§ Given instruction
Copy out all the items below, swapping each "instance" for "object" and changing nothing else. Leave the pictures out.

§ Supplied material

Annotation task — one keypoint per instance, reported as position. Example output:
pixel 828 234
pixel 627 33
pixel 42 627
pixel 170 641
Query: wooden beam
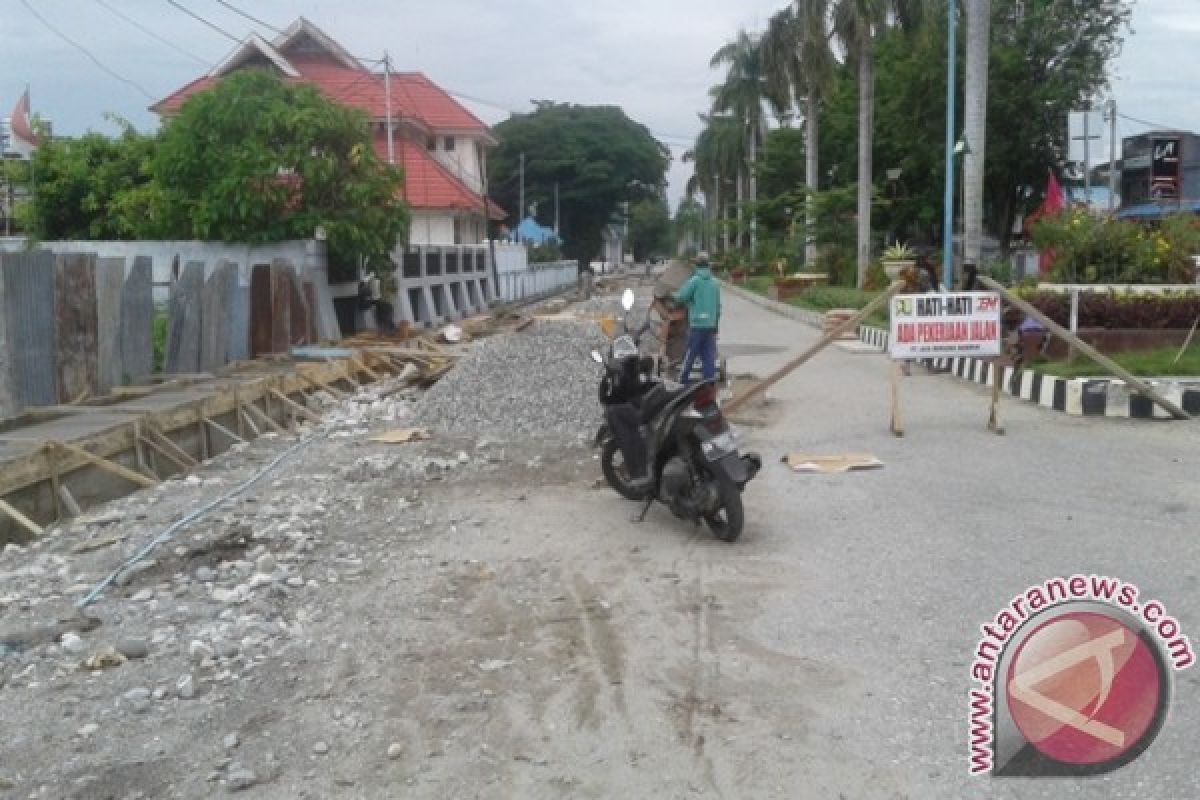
pixel 263 417
pixel 822 343
pixel 1086 349
pixel 363 367
pixel 22 519
pixel 295 407
pixel 223 429
pixel 321 385
pixel 166 453
pixel 107 465
pixel 171 445
pixel 69 501
pixel 250 421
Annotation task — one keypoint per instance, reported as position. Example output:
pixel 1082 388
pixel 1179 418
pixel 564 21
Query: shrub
pixel 1097 250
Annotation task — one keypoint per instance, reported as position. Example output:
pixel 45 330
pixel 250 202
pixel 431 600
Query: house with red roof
pixel 441 145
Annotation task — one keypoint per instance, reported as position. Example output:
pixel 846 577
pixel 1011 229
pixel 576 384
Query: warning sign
pixel 945 325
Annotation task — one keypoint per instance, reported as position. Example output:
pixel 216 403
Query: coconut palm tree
pixel 975 116
pixel 719 155
pixel 744 94
pixel 857 23
pixel 799 65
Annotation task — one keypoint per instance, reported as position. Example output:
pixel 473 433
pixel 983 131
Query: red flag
pixel 23 139
pixel 1055 200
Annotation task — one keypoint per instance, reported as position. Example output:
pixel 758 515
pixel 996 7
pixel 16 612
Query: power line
pixel 670 139
pixel 1153 125
pixel 85 52
pixel 253 19
pixel 202 19
pixel 154 35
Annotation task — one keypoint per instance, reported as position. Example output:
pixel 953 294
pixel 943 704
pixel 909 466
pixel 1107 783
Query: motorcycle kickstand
pixel 640 518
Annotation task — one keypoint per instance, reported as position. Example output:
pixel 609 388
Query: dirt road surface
pixel 465 619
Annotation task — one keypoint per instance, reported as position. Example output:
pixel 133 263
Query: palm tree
pixel 799 65
pixel 857 23
pixel 975 115
pixel 743 95
pixel 719 155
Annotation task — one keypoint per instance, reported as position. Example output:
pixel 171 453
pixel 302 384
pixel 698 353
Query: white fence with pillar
pixel 521 281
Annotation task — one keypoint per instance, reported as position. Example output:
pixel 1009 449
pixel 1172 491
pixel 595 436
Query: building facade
pixel 439 144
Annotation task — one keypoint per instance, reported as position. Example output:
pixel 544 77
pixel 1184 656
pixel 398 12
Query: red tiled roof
pixel 429 186
pixel 413 95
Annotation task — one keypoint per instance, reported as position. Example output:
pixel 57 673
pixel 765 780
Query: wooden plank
pixel 263 417
pixel 295 407
pixel 22 519
pixel 166 453
pixel 171 445
pixel 107 465
pixel 243 415
pixel 363 367
pixel 849 324
pixel 223 429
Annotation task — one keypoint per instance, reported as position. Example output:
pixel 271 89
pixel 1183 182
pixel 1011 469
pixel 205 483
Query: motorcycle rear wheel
pixel 729 518
pixel 612 462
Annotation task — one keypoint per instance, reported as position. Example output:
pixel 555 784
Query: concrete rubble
pixel 222 613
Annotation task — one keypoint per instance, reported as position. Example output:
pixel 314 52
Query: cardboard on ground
pixel 831 463
pixel 402 435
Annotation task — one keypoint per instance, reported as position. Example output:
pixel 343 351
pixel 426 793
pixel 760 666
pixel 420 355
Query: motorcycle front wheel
pixel 612 462
pixel 726 522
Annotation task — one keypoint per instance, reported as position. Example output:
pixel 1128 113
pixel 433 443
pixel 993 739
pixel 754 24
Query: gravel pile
pixel 539 383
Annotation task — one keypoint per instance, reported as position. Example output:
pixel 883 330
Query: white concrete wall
pixel 162 254
pixel 431 228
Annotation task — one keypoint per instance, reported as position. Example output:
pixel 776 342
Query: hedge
pixel 1115 310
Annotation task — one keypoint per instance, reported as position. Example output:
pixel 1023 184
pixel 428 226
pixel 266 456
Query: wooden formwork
pixel 139 434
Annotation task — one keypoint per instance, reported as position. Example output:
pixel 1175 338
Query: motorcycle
pixel 691 451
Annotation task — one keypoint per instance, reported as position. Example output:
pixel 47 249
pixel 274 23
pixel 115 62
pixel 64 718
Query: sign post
pixel 948 325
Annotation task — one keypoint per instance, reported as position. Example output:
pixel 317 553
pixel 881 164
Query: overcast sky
pixel 649 56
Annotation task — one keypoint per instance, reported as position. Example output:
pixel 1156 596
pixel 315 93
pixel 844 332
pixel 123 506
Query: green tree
pixel 595 154
pixel 257 160
pixel 649 228
pixel 79 181
pixel 744 94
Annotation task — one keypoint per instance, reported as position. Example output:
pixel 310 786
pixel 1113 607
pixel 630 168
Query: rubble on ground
pixel 537 383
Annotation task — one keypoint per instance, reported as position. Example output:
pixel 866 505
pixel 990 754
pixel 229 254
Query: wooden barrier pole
pixel 1086 349
pixel 822 343
pixel 997 379
pixel 897 421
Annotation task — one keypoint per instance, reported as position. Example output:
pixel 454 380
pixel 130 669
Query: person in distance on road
pixel 702 296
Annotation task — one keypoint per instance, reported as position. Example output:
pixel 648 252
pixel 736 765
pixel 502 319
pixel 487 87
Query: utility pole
pixel 1113 154
pixel 948 190
pixel 387 100
pixel 1087 155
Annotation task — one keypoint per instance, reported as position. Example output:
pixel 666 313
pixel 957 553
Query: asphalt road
pixel 881 579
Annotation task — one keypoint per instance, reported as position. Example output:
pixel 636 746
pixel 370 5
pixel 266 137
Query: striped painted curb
pixel 1073 396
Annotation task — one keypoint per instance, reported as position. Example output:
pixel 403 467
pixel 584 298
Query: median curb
pixel 1073 396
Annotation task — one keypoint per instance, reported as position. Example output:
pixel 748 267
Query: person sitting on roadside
pixel 702 295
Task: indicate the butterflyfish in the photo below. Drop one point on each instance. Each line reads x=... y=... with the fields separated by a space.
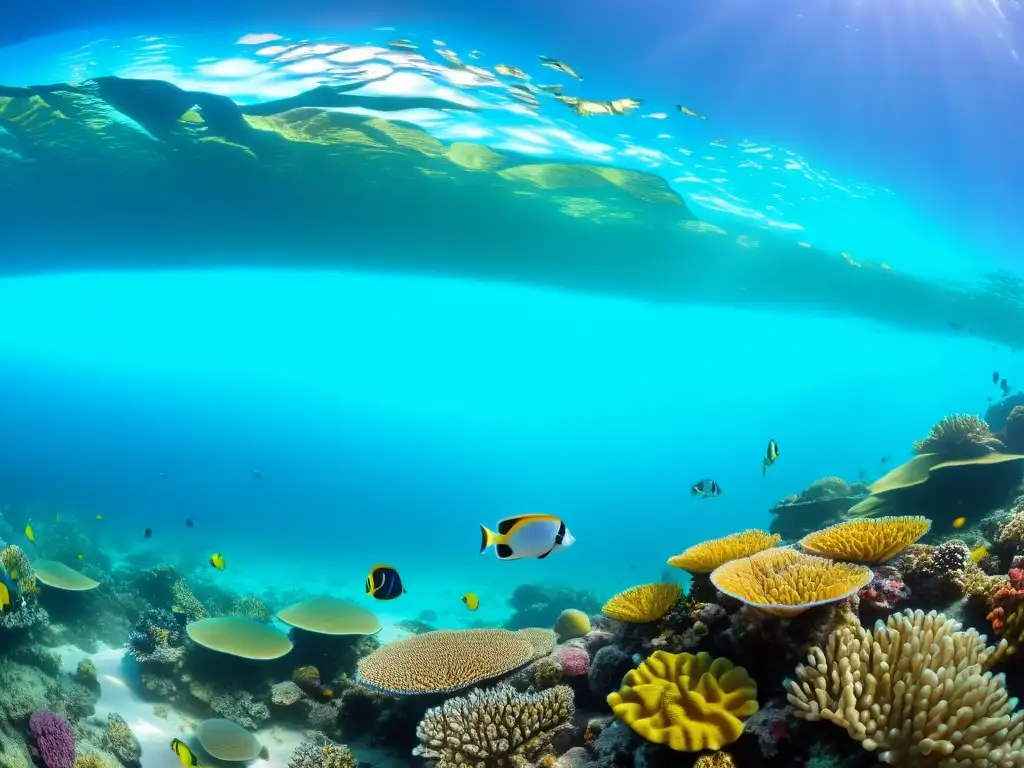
x=526 y=536
x=706 y=488
x=770 y=456
x=185 y=757
x=384 y=583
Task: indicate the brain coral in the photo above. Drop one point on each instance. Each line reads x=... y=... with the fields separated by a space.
x=706 y=556
x=783 y=582
x=646 y=602
x=689 y=702
x=443 y=660
x=493 y=728
x=915 y=690
x=570 y=624
x=869 y=540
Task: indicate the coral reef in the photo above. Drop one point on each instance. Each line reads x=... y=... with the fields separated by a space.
x=494 y=728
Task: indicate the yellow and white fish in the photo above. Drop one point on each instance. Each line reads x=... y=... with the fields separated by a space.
x=526 y=536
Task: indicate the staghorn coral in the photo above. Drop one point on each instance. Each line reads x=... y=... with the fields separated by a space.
x=706 y=556
x=783 y=582
x=443 y=660
x=571 y=624
x=494 y=728
x=961 y=436
x=869 y=540
x=643 y=603
x=321 y=752
x=915 y=690
x=186 y=602
x=688 y=702
x=251 y=607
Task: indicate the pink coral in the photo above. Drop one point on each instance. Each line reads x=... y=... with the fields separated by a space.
x=574 y=662
x=53 y=741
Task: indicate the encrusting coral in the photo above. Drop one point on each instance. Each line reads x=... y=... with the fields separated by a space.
x=494 y=728
x=706 y=556
x=870 y=540
x=960 y=435
x=443 y=660
x=915 y=690
x=783 y=582
x=643 y=603
x=688 y=702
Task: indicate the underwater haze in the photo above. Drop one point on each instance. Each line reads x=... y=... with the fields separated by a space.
x=287 y=296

§ Task output
Annotation task — one keypoint per object, reported as position. Example output:
pixel 828 234
pixel 627 33
pixel 42 627
pixel 170 641
Query: wooden beam
pixel 263 417
pixel 822 343
pixel 1086 349
pixel 363 367
pixel 22 519
pixel 295 407
pixel 223 429
pixel 321 385
pixel 166 453
pixel 107 465
pixel 171 445
pixel 69 501
pixel 250 421
Annotation task — one keypoint per object, reported as position. Example output:
pixel 1082 388
pixel 1179 418
pixel 564 21
Query: shrub
pixel 1097 250
Annotation task — one keypoint per object, reported as position. Example output:
pixel 45 330
pixel 250 202
pixel 431 600
Query: house with red roof
pixel 441 145
Annotation task — one keypoint per object, reported as position. Example output:
pixel 846 577
pixel 1011 229
pixel 576 384
Query: warning sign
pixel 945 325
Annotation task — one keypoint per object, reported as position. Example output:
pixel 216 403
Query: coconut palm tree
pixel 975 116
pixel 719 155
pixel 744 94
pixel 857 23
pixel 799 65
Annotation task — one keypoint per object, reported as position. Example output:
pixel 473 433
pixel 983 131
Query: red flag
pixel 23 139
pixel 1055 200
Annotation task — one keypoint per object, reported as position. Example output:
pixel 758 515
pixel 996 7
pixel 16 612
Query: power line
pixel 670 139
pixel 1153 125
pixel 85 52
pixel 253 19
pixel 202 19
pixel 154 35
Annotation task — one keypoint per object, reported as position. Example output:
pixel 953 294
pixel 943 704
pixel 909 466
pixel 1107 783
Query: motorcycle kickstand
pixel 640 518
Annotation task — one keypoint per object, reported as position. Example output:
pixel 609 388
Query: dirt road surface
pixel 465 619
Annotation task — one keypoint per object, reported as position. Example output:
pixel 133 263
Query: palm tree
pixel 799 65
pixel 857 23
pixel 975 115
pixel 743 95
pixel 719 155
Annotation task — one keypoint per object, reported as position. Example output:
pixel 171 453
pixel 302 384
pixel 698 353
Query: white fence with pillar
pixel 521 281
Annotation task — one keypoint per object, reported as position. Example output:
pixel 1009 449
pixel 1172 491
pixel 595 436
Query: building facade
pixel 439 144
Annotation task — one keypoint per object, reported as position. Example output:
pixel 544 77
pixel 1184 656
pixel 398 12
Query: red tiled roof
pixel 429 186
pixel 413 95
Annotation task — one keypoint per object, reported as position. Example output:
pixel 57 673
pixel 765 780
Query: wooden plank
pixel 263 417
pixel 295 407
pixel 22 519
pixel 166 453
pixel 171 445
pixel 107 465
pixel 243 415
pixel 363 367
pixel 849 324
pixel 223 429
Annotation task — one keypoint per object, reported as position. Example output:
pixel 271 89
pixel 1183 182
pixel 1011 469
pixel 205 483
Query: motorcycle rear wheel
pixel 729 518
pixel 612 462
Annotation task — one keypoint per object, reported as position. Example output:
pixel 555 784
Query: concrete rubble
pixel 222 613
Annotation task — one keypoint per object, reported as position. Example output:
pixel 314 52
Query: cardboard on ground
pixel 831 463
pixel 402 435
Annotation task — one keypoint per object, reported as position. Example output:
pixel 343 351
pixel 426 793
pixel 760 666
pixel 420 355
Query: motorcycle front wheel
pixel 612 462
pixel 726 522
Annotation task — one keypoint per object, reported as position. Example output:
pixel 1128 113
pixel 433 443
pixel 993 739
pixel 754 24
Query: gravel pile
pixel 539 383
Annotation task — one keypoint per object, reported as position. Example output:
pixel 883 330
Query: white concrete wall
pixel 162 254
pixel 431 228
Annotation task — one keypoint per object, reported as position. Example output:
pixel 776 342
Query: hedge
pixel 1115 310
Annotation task — one keypoint per object, reported as position. Example output:
pixel 1023 184
pixel 428 226
pixel 266 456
Query: wooden formwork
pixel 139 434
Annotation task — one keypoint per object, reported as position. Example output:
pixel 1175 338
Query: motorcycle
pixel 691 451
Annotation task — one keypoint per object, reported as position. Example output:
pixel 47 249
pixel 274 23
pixel 115 62
pixel 64 718
Query: sign post
pixel 948 325
Annotation task — one keypoint per object, reported as position. Example output:
pixel 317 553
pixel 881 164
Query: overcast sky
pixel 649 56
Annotation task — one keypoint per object, reported as position. Example output:
pixel 1156 596
pixel 315 93
pixel 844 332
pixel 123 506
Query: green tree
pixel 595 154
pixel 257 160
pixel 649 228
pixel 79 181
pixel 744 94
Annotation task — one keypoint per object, reported as position. Example output:
pixel 310 786
pixel 1113 607
pixel 630 168
Query: rubble on ground
pixel 537 383
Annotation task — one keypoint per object, reported as position. Example output:
pixel 866 505
pixel 990 754
pixel 229 254
Query: wooden barrier pole
pixel 1086 349
pixel 822 343
pixel 997 379
pixel 897 421
Annotation task — one keypoint per object, reported as position. Example output:
pixel 454 380
pixel 130 669
Query: person in distance on road
pixel 702 296
Annotation task — one keypoint per object, reported as position. Example output:
pixel 648 252
pixel 736 765
pixel 502 319
pixel 487 87
Query: utility pole
pixel 1113 154
pixel 948 190
pixel 387 100
pixel 1087 155
Annotation task — one keypoint per object, reported as position. Example output:
pixel 666 313
pixel 957 553
Query: asphalt road
pixel 881 579
Annotation task — one keypoint per object, reported as position. Example output:
pixel 636 746
pixel 370 5
pixel 266 137
Query: striped painted curb
pixel 1073 396
Annotation task — one keypoint per object, reported as position. Example output:
pixel 403 467
pixel 584 298
Query: median curb
pixel 1073 396
Annotation task — one keypoint per object, reported as position. Example output:
pixel 748 267
Query: person sitting on roadside
pixel 702 295
Task: indicate the butterflyfish in the photo below. Drop one point on each object. Each line reads x=... y=... with the fields separated by a space.
x=526 y=536
x=706 y=488
x=770 y=456
x=185 y=757
x=384 y=583
Task: indicate the brain coral in the photo above. Drop one point on each object. Each line reads x=... y=... with the fields separated by a space.
x=706 y=556
x=783 y=582
x=646 y=602
x=689 y=702
x=443 y=660
x=493 y=728
x=915 y=690
x=570 y=624
x=869 y=540
Task: indicate the coral reef in the photo above. Drop one point on each object. Each line reads x=... y=... with the fields separated by a space.
x=494 y=728
Task: indicate the yellow and white fish in the photo above. Drop one point on each object. Each line reads x=... y=... with the fields separated by a space.
x=526 y=536
Task: indicate the staghorn coral in the photo above. Drop one point on each object. Each line reads x=... y=... with the fields separated by a space.
x=706 y=556
x=783 y=582
x=443 y=660
x=571 y=624
x=494 y=728
x=961 y=436
x=869 y=540
x=643 y=603
x=321 y=752
x=915 y=690
x=186 y=602
x=688 y=702
x=251 y=607
Task: indicate the pink coral in the photo above. Drop one point on each object. Each line reads x=... y=... with the fields separated by a space.
x=574 y=662
x=53 y=741
Task: indicate the encrusting coral in the photo above. Drop one point on each object. Each line reads x=... y=... with the fields separated by a space.
x=494 y=728
x=706 y=556
x=870 y=540
x=960 y=435
x=443 y=660
x=915 y=690
x=783 y=582
x=643 y=603
x=688 y=702
Task: indicate the underwater haze in the photo above. Drop one point on each object. Each line reads x=... y=... with the fields separated by a space.
x=287 y=296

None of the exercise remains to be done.